■ Text section
What follows is a proposal for rethinking the way AC_CHECK_xxx are implemented,
organized in three parts that respectively:
- reduce configure script size
- make more widespread use of m4 loops/lists
- set up a framework for providing specialized implementations of generic 
feature tests

Part 1 of the proposal applies, more precisely, to AC_CHECK_FUNC, AC_CHECK_TYPE,
AC_CHECK_HEADER, AC_CHECK_DECL, AC_CHECK_PROG and AC_CHECK_TOOL.  It aims at 
creating
shell functions for the body of the test, so that the expansion of the macro is 
along
the lines  of

    _ac_check_func 'strerror'
    if test $ac_cv_func_strerror = yes; then
        ...
    else
        ...
    fi

The potential compatibility problem of this change is that conditional testing 
would
cause more failuers than it does now: Autoconf 2.57 already fails subsequent C 
language
tests if the first AC_CHECK_FUNC was conditionally skipped and not preceded by 
an
unconditional AC_PROG_CC; with this approach, skipping the first AC_CHECK_FUNC
expansion will cause the shell function not to be defined and all other 
AC_CHECK_FUNC
tests to fail miserably.

This can be worked around by providing the shell functions unconditionally as 
part of
AC_PROG_CC and AC_PROG_CXX, for example, but on the other hand this problem can 
also be
put in a positive light.  It is an opportunity to finally document which macros 
can be
expanded conditionally and which cannot; it can be fixed well enough (as far as 
the
Autoconf project is concerned) by appropriate documentation; and the usage of 
shell
functions was long awaited and justified with the size reduction in configure 
scripts,
which I think can be expected to be on the order of 10-15%.

Shell function adoption might be done for other big macros, such as 
AC_CHECK_SIZEOF.

To answer to a possible objection: I know that shell function adoption was said 
to be
scheduled for Autotest at start, but so far I see nothing, not even in CVS, 
even a few
months after Autoconf 2.57 has been released.

■ What to work on
1: Retype the part of the Autoconf proposal starting with "This can be" and going on through "order of 10-15%.".
2: Condense the paragraph of the Autoconf proposal that opens with "This can be worked around" into a short bulleted list that keeps its main points.
3: Proceed with the Autoconf proposal from its final sentence, adding the next few sentences.
The material placed after the Autoconf proposal has no connection to it.

■ Entries shown
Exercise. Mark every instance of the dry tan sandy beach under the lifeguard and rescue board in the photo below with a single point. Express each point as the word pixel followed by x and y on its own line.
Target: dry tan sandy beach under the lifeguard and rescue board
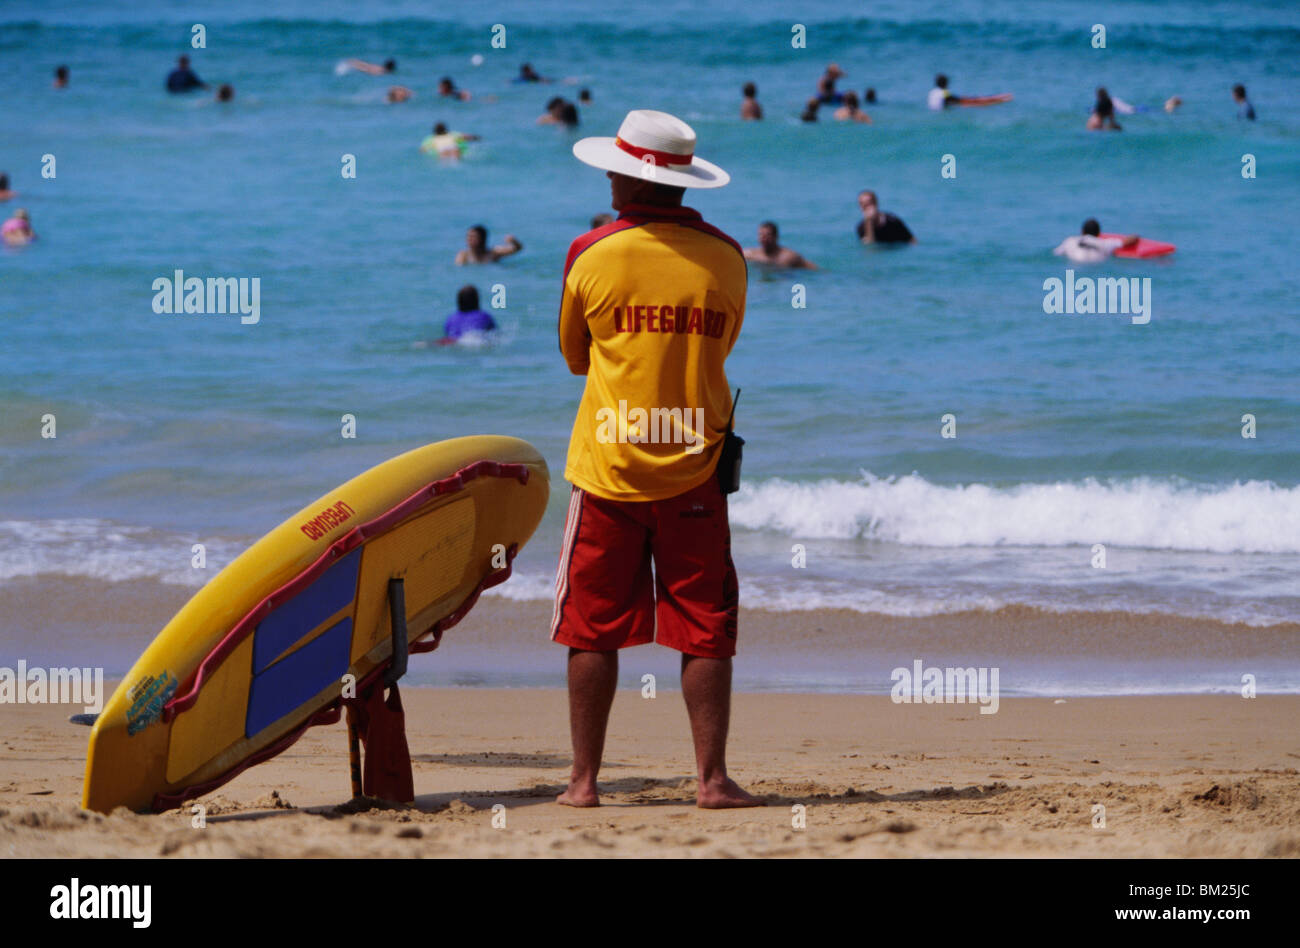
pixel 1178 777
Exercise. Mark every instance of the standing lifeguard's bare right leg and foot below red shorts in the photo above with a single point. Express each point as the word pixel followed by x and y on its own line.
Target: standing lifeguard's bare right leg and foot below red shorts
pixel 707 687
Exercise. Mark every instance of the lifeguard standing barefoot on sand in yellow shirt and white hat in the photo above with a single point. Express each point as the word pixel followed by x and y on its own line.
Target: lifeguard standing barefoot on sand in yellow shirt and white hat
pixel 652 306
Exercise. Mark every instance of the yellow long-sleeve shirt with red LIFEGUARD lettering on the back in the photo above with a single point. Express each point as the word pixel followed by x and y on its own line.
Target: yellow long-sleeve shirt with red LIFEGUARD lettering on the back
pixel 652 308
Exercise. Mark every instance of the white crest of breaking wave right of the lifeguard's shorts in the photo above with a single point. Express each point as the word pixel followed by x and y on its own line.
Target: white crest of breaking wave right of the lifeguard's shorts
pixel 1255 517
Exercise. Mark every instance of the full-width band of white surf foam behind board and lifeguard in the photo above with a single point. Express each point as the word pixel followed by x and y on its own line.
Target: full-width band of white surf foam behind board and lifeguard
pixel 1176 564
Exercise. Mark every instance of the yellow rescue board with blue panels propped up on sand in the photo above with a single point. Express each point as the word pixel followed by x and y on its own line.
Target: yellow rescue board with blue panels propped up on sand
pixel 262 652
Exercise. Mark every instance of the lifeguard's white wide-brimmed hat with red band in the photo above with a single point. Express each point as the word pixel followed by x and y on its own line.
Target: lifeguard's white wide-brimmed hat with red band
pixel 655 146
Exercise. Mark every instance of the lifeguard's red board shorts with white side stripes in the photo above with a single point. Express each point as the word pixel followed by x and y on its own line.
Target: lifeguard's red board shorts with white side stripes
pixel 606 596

■ Answer set
1:
This can be worked around by providing the shell functions unconditionally as 
part of
AC_PROG_CC and AC_PROG_CXX, for example, but on the other hand this problem can 
also be
put in a positive light.  It is an opportunity to finally document which macros 
can be
expanded conditionally and which cannot; it can be fixed well enough (as far as 
the
Autoconf project is concerned) by appropriate documentation; and the usage of 
shell
functions was long awaited and justified with the size reduction in configure 
scripts,
which I think can be expected to be on the order of 10-15%.

2:
- Workaround: provide the shell functions unconditionally as part of AC_PROG_CC and AC_PROG_CXX.
- The problem can also be seen positively, as a chance to finally document which macros can be expanded conditionally and which cannot.
- For the Autoconf project, appropriate documentation is a good enough fix.
- Shell functions were long awaited and are justified by smaller configure scripts, with an expected size reduction of about 10-15%.

3:
Part 2 of the proposal involves AC_CHECK_FUNCS, AC_REPLACE_FUNCS, 
AC_CHECK_TYPES and
AC_CHECK_HEADERS.  These should be converted to use m4 loops instead of shell 
loops,
possibly accepting both parenthesized and space-separated lists, and possibly
deprecating and warning about the latter.  m4 loops, each expanding to a 
separate
invocation of AC_CHECK_FUNC, would expand configure scripts, but not as wildly 
as if
done before part 1, because the shell functions created for part 1 would be 
exploited,
of course.

These two phases can be implemented relatively easily.

Part 3 of the proposal is to implement specialization for the same macros 
involved in
part 1.  This was already done experimentally by Akim a few years ago.  In 
other words,
AC_CHECK_FUNC(alloca, ...) would be made to expand a macro called 
AC_CHECK_FUNC_alloca
instead of invoking the shell function: once this is done, you can rename, for
instance, AC_FUNC_ALLOCA to AC_CHECK_FUNC_alloca and obsolete the former 
together with
all the macros for specific tests.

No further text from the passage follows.